### Görevler
- A) İstanbul projeleri hakkındaki metne göre Kabataş Projesi'ni hangi birim satın almıştır?
- B) Aşağıdaki ifadelerin İstanbul projeleri hakkındaki metinle uyuşup uyuşmadığını belirtin ve her biri için evet ya da hayır yanıtını, metnin belirleyici sözlerini aynen alıntılayarak verin: (i) Projenin durdurulması için 15 bin imza toplanmıştır. (ii) İnşaat, Koruma Kurulu kararı alındıktan sonra başlamıştır. (iii) 3. Havaalanı Projesi 76.500.000 m² büyüklüğündedir.
- C) İstanbul projeleri hakkındaki metni, gösterilen son cümleden sonrasını yazarak sürdürün.

### Seçilmiş Alıntı
=======
YURT Gazetesi-Ali AVCU/ İSTANBUL’UN Avrupa yakasını kuzey-güney ekseninde bölecek olan Kanal İstanbul Projesi; bu projeyle birlikte düşünülen ve Arnavutköy, Avcılar, Bağcılar, Bakırköy, Başakşehir, Esenler, Eyüp, Küçükçekmece ilçelerini kapsayan Yeni Şehir Projesi; kuzey ormanlarının kalbinde yer alan

76.500.000 m²’lik 3. Havaalanı Projesi; bilirkişi raporunda planlama ilkeleri, şehircilik esasları ve kamu yararına uygun olmadığı belirtilen Kuzey Marmara Otoyolu Projesi ve onun bir parçası olan 3. Köprü inşaatı, Türkiye’nin en büyük köyü için anılan başlıca büyük projeler. Bunların haricinde onlarca irili ufaklı başka projeler de mevcut elbette.


İstanbul Büyükşehir Belediyesi (İBB) Yapı İşleri Daire Başkanlığı tarafından, 2009 yılında satın alınan Kabataş Projesi de yukarıda anılan onlarca projeden sadece biri. Önce projeden bahsedelim biraz…


Proje başladı ama planlar hala yok


Kent ve çevre örgütleri temsilcilerinin katıldığı basın toplantısında, İstanbul Kent Savunması adına açıklama yapan Selen Bilgör, "İnşaatın başlama tarihi 10 Ağustos 2016 iken revize edilen projenin Koruma Kurulu kararı 6 Ekim 2016, ÇED gerekli değildir kararı ise 26 Ekim 2016 tarihlidir. Üstelik plan değişikliği de hala askıya çıkartılmamıştır" diyor.


İstanbul’dan gayri her şey


Projenin durdurulmasına yönelik 15 bin imza toplandığını vurgulayan Selen Bilgör, “İBB Başkanı Kadir Topbaş, ‘bir otobüs durağının yerini dahi halka soracağım’ sözünü unuttu. İstanbul’un tarihi ve kültürü tahrip ediliyor” diyerek, İstanbul’un, İstanbul’dan gayri her şeye benzetildiğini haykırıyor, belki sesimiz duyan birileri çıkar diye çaresizce. Selen Hanım projenin mimarına da yükleniyor, "Biz betona ‘beton’, bu kenti Betonkent eylemeyi düşünene de mimar değil ‘BetonKafa’ deriz" sözleriyle.
=======
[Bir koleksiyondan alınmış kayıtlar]
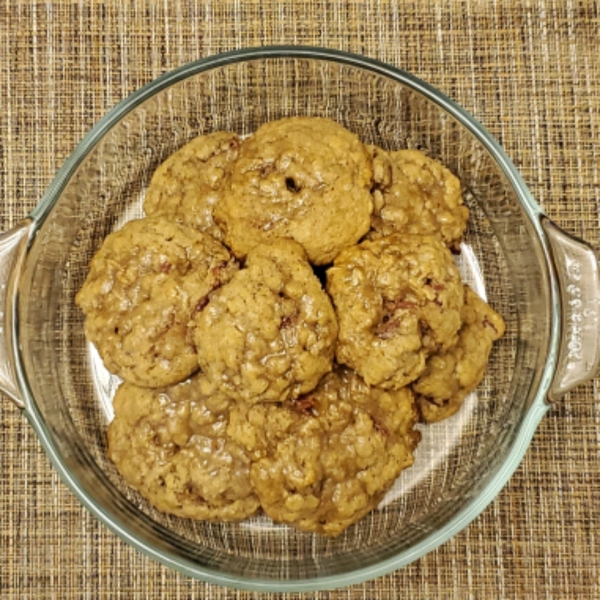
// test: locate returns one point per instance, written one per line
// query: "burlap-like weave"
(528, 70)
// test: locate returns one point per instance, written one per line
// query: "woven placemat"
(528, 70)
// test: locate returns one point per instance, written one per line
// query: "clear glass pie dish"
(543, 282)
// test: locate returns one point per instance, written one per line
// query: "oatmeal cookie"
(172, 446)
(323, 461)
(187, 186)
(144, 285)
(450, 376)
(397, 301)
(269, 334)
(416, 194)
(304, 178)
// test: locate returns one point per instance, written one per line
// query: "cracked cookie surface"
(304, 178)
(172, 446)
(451, 375)
(187, 186)
(144, 285)
(323, 461)
(397, 300)
(269, 334)
(418, 195)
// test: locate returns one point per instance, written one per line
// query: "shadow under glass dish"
(70, 391)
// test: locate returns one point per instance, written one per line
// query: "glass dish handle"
(13, 248)
(577, 268)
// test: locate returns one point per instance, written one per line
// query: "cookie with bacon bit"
(144, 286)
(304, 178)
(323, 461)
(397, 300)
(189, 184)
(269, 334)
(451, 376)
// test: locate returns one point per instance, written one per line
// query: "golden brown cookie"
(325, 460)
(144, 285)
(416, 194)
(304, 178)
(397, 300)
(187, 186)
(269, 334)
(172, 446)
(451, 375)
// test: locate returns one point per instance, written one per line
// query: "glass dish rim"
(526, 428)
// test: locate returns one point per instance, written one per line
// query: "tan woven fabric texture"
(529, 70)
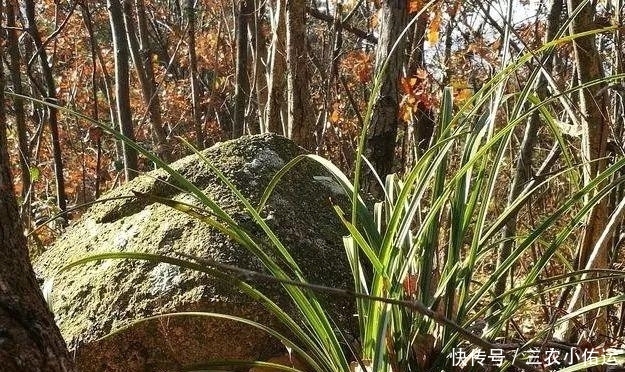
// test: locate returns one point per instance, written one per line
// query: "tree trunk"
(195, 88)
(46, 70)
(258, 44)
(142, 59)
(276, 81)
(122, 89)
(300, 117)
(382, 132)
(242, 86)
(30, 340)
(18, 103)
(523, 168)
(594, 118)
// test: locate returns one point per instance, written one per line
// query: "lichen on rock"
(96, 298)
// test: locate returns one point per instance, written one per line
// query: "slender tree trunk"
(276, 82)
(142, 59)
(258, 50)
(31, 341)
(195, 88)
(18, 103)
(523, 167)
(61, 199)
(300, 116)
(382, 132)
(242, 87)
(122, 89)
(594, 118)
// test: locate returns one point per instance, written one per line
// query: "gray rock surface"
(94, 299)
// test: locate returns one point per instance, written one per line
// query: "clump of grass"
(415, 256)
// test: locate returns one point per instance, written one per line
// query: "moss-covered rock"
(94, 299)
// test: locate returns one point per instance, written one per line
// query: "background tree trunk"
(595, 129)
(300, 117)
(122, 89)
(18, 103)
(29, 339)
(382, 133)
(276, 81)
(242, 86)
(142, 59)
(195, 88)
(46, 70)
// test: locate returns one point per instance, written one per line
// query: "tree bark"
(523, 168)
(276, 81)
(142, 59)
(61, 198)
(595, 127)
(242, 86)
(300, 117)
(29, 339)
(382, 133)
(195, 88)
(122, 89)
(18, 103)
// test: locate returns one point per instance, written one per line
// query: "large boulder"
(97, 298)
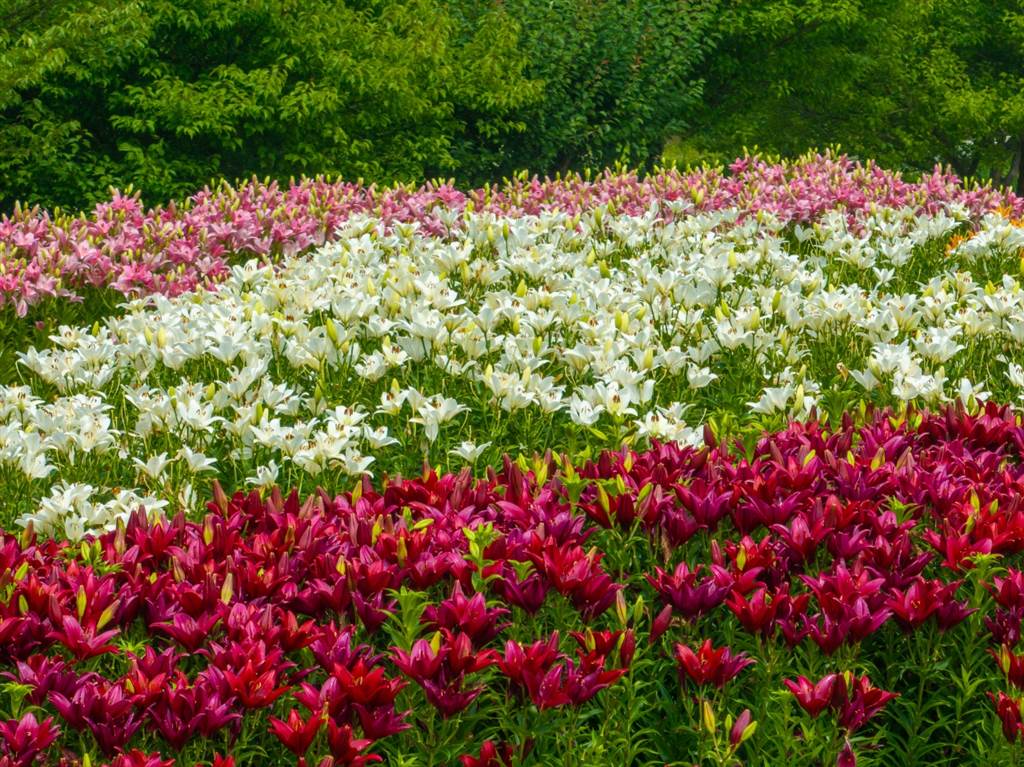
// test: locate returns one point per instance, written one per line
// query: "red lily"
(710, 666)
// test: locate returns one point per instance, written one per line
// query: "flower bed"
(173, 249)
(386, 349)
(836, 595)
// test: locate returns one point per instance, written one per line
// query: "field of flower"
(705, 468)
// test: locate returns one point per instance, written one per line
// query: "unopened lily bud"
(622, 611)
(660, 624)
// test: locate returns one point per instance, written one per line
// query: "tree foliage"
(908, 82)
(170, 94)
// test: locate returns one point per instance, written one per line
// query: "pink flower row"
(173, 249)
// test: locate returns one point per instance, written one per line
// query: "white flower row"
(401, 344)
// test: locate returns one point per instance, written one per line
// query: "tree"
(619, 79)
(169, 94)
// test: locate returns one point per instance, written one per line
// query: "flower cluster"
(323, 622)
(173, 249)
(390, 347)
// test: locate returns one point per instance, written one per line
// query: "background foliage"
(170, 94)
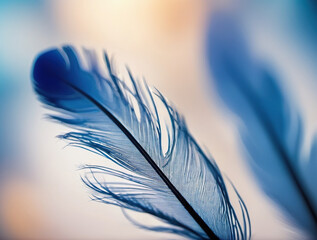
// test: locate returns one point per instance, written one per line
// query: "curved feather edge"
(271, 128)
(122, 121)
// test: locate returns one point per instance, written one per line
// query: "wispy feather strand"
(120, 121)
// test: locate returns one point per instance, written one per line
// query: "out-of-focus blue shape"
(272, 128)
(293, 22)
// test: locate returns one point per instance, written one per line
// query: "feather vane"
(178, 184)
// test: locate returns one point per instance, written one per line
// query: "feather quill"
(121, 121)
(272, 128)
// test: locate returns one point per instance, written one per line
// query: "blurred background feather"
(164, 41)
(271, 126)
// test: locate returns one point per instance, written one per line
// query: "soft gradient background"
(42, 196)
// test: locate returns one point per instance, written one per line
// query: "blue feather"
(179, 185)
(272, 128)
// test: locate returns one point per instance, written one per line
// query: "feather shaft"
(177, 194)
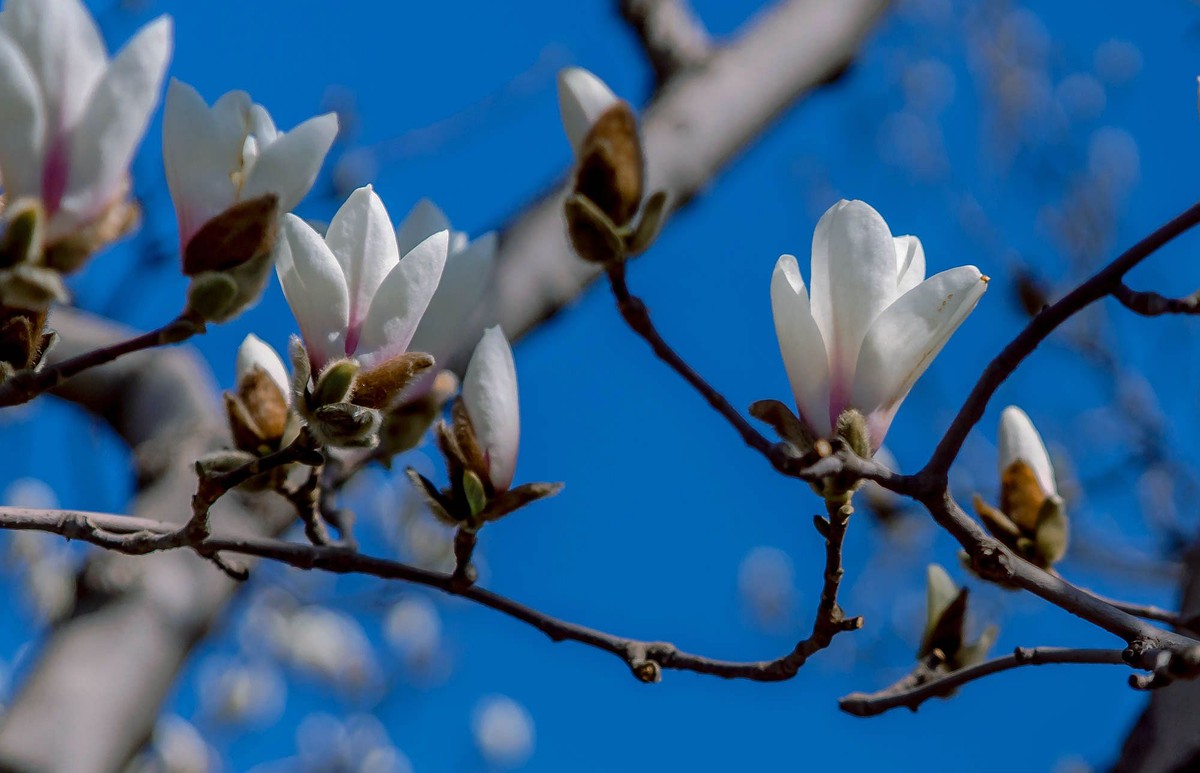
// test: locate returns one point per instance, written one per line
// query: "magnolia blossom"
(582, 99)
(255, 353)
(352, 293)
(467, 270)
(231, 153)
(873, 323)
(1019, 441)
(72, 118)
(490, 395)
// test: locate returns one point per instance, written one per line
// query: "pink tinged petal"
(401, 299)
(801, 346)
(288, 163)
(1019, 439)
(490, 394)
(23, 119)
(103, 143)
(853, 280)
(910, 263)
(65, 52)
(256, 352)
(361, 239)
(421, 222)
(456, 300)
(906, 337)
(201, 150)
(582, 97)
(315, 287)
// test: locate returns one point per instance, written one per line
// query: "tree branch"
(924, 683)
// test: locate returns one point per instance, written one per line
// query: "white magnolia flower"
(1019, 441)
(352, 293)
(873, 323)
(467, 270)
(490, 395)
(71, 117)
(231, 153)
(582, 99)
(255, 352)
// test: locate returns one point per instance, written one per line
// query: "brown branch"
(24, 385)
(645, 658)
(925, 683)
(1149, 304)
(673, 37)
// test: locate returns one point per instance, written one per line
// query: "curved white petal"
(910, 263)
(582, 97)
(112, 125)
(288, 163)
(401, 300)
(490, 394)
(23, 119)
(853, 280)
(801, 346)
(421, 222)
(906, 337)
(361, 239)
(315, 287)
(65, 51)
(456, 299)
(253, 351)
(1019, 439)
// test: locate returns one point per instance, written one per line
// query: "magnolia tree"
(387, 313)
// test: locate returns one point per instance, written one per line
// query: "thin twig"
(24, 385)
(924, 683)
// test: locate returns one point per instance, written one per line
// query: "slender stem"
(925, 683)
(24, 385)
(1102, 283)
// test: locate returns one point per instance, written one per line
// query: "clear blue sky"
(663, 502)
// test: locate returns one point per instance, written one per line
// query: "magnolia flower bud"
(73, 119)
(873, 324)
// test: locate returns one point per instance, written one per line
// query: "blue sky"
(663, 502)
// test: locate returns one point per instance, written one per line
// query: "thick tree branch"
(925, 683)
=======
### Görev Çıktıları
- A) Kabataş Projesi'ni İstanbul Büyükşehir Belediyesi (İBB) Yapı İşleri Daire Başkanlığı satın almıştır.

- B)
(i) Evet: "Projenin durdurulmasına yönelik 15 bin imza toplandığını"
(ii) Hayır: "İnşaatın başlama tarihi 10 Ağustos 2016 iken revize edilen projenin Koruma Kurulu kararı 6 Ekim 2016"
(iii) Evet: "76.500.000 m²’lik 3. Havaalanı Projesi"

- C)
Transfer merkezi olacak


İSTANBUL Kabataş sahilinde geçtiğimiz aylarda yapımına başlanan, kanatları açık bir martı şeklinde tasarlandığı için kamuoyunda "Martı Projesi" olarak bilinen "Kabataş Transfer Merkezi Projesi"nde denize doğru uzanacak iskeleler için kazık çakma işlemleri tüm hızıyla sürüyor. İskelelerin yüksekliği, şehrin siluetini bozmaması için 9.5 metreyi geçmeyecek. Projede deniz otobüsü, vapur ve deniz otobüsü iskeleleri yenilenecek. İnşaat nedeniyle Kabataş 2 yıl deniz trafiğine kapalı kalacak. Proje kapsamında yaklaşık 90 bin metrekarelik alanın yeniden düzenlenmesi bekleniyor. 2016 yılında metro ilavesi kararı verilen projede otomobillerin geçtiği yol yeraltına alınıp, tüm entegrasyon bu alanda sağlanacak. Proje ile Kabataş İskelesi, Kabataş-Taksim füniküler hattı ve yapımına başlanan Mahmutbey - Kabataş metro hattı entegre olacak.


Kamu-toplum yararı araştırılmadı


Proje öncesinde kamu yararı, insanların ihtiyacı gibi farklı konularda ne tür çalışmalar yapıldığına yönelik hiçbir bilgi bulunmadığını dile getiren İstanbul Kent Savunması, “Beton Martı Projesi” olarak adlandırdığı Kabataş Transfer Merkezi Projesine ilişkin ödevini iyi çalışmış. Oluşum, planların keyfi biçimde ve kamuoyunun bilgisi dışında oldubittiye getirilerek hayata geçirildiği konusunda ısrarlı.


İstanbul Kent Savunmasının, söz konusu projeyle ilgili itirazlarının bazılarını şöyle sıralayalım;


*Kabataş halihazırda bir transfer noktasıdır. Tramvay, otobüs, iskele ve füniküler Kabataş’ta birbirine entegre durumdadır. Dolayısıyla projenin bu hatları entegre hale getireceği söylemi gerçeği yansıtmamaktadır. Bu hatların kesiştiği noktada rehabilitasyon çalışmaları yeterli ve gereklidir.


*Proje İstanbul çevre düzenleme planında olmadığı gibi, Boğaziçi imar yönetmeliğine, koruma mevzuatına ve planlama disiplinine aykırıdır. Bunların dışında ÇED raporu ve sahil güvenliği onayı yoktur. Üstelik yaklaşık 3 yıl boyunca Kabataş iskelelerinin kullanılamayacağı da düşünüldüğünde, plan kamu yararına da aykırıdır. Oysa ki iskelelerde yapılacak bir rehabilitasyon çalışması etap etap ele alınabilir ve iskeleleri kullanan vatandaşların mağduriyetinin önüne geçilebilir


*Bir tarafında Dolmabahçe Sarayı ve Bezmiâlem Valide Sultan Camii, diğer tarafında ise Mimar Sinan’a ait Molla Çelebi Camii bulunan Kabataş İskelelerinin olduğu alanın dolgu yapılarak boğaza doğru genişletilmesiyle hem boğazın silueti bozulacak hem de martı şeklindeki devasa bir beton yapı nedeniyle bölgenin tarihi dokusu geri dönüşü olmayacak şekilde zarar görecektir.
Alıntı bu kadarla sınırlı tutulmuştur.